[ИСХОДНЫЙ ТЕКСТ]:

+++

Появление «крестьянской темы» в литературе XVI в. было весьма знаменательным явлением: оно свидетельствовало о том, что и после укрепления самодержавной власти острота этой темы не уменьшилась, а, скорее, усилилась; тема эта поэтому неизбежно привлекала к себе внимание самых различных мыслителей. XVI век был неблагоприятным временем для светской «неполезной» повести, но светские темы проникали зато в иные – «полезные» жанры; светская публицистика, получившая широкое распространение в XVI в., естественно, принуждена была обращаться к наиболее «проклятым вопросам» своего времени. Новой была и поэтика ряда публицистических памятников: обращение к мирским и бытовым темам влияло на стилистические приемы писателей, вынуждая их переходить от высокой риторики к бытовым деталям – «неистовых баб басням».

+++

[ЗАПИСИ ДАННЫХ]:

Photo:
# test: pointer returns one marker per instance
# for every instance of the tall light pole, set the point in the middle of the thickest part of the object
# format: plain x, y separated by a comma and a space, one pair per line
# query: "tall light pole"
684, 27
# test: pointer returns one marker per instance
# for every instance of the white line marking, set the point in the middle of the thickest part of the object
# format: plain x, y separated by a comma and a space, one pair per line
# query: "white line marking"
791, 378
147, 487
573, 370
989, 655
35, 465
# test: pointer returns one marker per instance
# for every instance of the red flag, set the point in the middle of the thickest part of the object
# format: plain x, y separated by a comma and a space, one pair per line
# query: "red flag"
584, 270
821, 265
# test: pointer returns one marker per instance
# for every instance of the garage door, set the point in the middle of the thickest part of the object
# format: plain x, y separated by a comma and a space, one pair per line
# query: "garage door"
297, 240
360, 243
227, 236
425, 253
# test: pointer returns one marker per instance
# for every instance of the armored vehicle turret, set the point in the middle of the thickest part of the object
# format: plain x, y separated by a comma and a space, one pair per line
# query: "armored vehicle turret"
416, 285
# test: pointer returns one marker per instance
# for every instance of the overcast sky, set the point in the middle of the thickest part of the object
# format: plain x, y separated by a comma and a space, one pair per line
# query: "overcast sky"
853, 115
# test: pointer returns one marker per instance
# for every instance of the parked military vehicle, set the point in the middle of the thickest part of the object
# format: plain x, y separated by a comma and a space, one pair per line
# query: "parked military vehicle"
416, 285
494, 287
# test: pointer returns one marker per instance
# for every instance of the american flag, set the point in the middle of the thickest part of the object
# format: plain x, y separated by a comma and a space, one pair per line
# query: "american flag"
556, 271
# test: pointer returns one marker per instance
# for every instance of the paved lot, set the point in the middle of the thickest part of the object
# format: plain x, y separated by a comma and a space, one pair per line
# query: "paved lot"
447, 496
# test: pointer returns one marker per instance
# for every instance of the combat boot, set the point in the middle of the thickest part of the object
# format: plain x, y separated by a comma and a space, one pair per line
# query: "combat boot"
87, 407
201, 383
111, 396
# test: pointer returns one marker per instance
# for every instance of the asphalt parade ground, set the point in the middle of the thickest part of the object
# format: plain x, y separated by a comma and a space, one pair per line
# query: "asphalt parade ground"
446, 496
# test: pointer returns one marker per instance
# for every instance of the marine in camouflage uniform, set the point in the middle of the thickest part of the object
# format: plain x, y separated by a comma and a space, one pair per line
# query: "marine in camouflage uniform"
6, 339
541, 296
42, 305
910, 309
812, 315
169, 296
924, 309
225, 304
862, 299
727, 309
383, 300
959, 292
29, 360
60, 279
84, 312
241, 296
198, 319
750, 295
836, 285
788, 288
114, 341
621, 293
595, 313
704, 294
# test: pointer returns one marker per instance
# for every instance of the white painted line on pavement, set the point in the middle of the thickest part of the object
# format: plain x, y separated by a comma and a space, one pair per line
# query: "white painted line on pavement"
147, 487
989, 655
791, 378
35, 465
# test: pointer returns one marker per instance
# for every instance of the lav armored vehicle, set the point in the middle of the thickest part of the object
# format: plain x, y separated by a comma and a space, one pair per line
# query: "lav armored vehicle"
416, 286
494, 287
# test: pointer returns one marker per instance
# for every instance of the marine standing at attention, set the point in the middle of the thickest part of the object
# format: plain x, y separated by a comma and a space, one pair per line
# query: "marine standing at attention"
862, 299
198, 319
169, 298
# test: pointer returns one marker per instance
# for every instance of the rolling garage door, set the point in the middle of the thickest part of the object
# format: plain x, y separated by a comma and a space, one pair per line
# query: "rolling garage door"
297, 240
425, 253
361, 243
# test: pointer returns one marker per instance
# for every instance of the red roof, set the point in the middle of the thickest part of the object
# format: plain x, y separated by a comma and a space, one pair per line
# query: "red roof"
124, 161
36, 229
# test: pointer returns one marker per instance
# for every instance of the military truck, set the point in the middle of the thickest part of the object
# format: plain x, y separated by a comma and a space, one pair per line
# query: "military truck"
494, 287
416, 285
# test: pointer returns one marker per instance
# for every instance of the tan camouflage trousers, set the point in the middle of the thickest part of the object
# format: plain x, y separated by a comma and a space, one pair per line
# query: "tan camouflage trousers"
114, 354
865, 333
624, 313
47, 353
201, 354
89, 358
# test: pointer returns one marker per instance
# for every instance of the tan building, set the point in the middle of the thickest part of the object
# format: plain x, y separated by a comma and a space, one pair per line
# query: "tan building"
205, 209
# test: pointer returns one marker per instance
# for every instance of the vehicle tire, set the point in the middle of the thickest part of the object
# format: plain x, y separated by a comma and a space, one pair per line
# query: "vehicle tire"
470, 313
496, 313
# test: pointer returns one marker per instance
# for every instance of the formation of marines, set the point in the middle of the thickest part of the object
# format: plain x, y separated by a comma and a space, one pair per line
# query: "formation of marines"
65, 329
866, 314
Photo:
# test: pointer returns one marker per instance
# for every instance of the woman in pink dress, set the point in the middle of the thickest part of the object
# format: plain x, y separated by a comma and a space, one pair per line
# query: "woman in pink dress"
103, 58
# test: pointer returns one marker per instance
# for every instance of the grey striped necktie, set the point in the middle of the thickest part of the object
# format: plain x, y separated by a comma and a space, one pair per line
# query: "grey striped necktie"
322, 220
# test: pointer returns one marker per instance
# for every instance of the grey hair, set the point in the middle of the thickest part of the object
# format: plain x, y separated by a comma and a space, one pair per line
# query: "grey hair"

+++

[ЧТО ТРЕБУЕТСЯ]:
Кратко перескажите абзац текста о литературе XVI века, начинающийся словами «Появление „крестьянской темы“», сохранив его основные факты.

[ПИСЬМЕННОЕ РЕШЕНИЕ]:
Появление «крестьянской темы» в литературе XVI в. показывало, что и после укрепления самодержавия острота этой темы не ослабла, а скорее усилилась, поэтому к ней обращались самые разные мыслители. Светской «неполезной» повести время не благоприятствовало, однако светские темы проникали в «полезные» жанры, прежде всего в широко распространившуюся светскую публицистику, которая обращалась к «проклятым вопросам» эпохи. Интерес к мирским и бытовым темам изменил и поэтику ряда публицистических памятников: писатели переходили от высокой риторики к бытовым деталям, к «неистовых баб басням».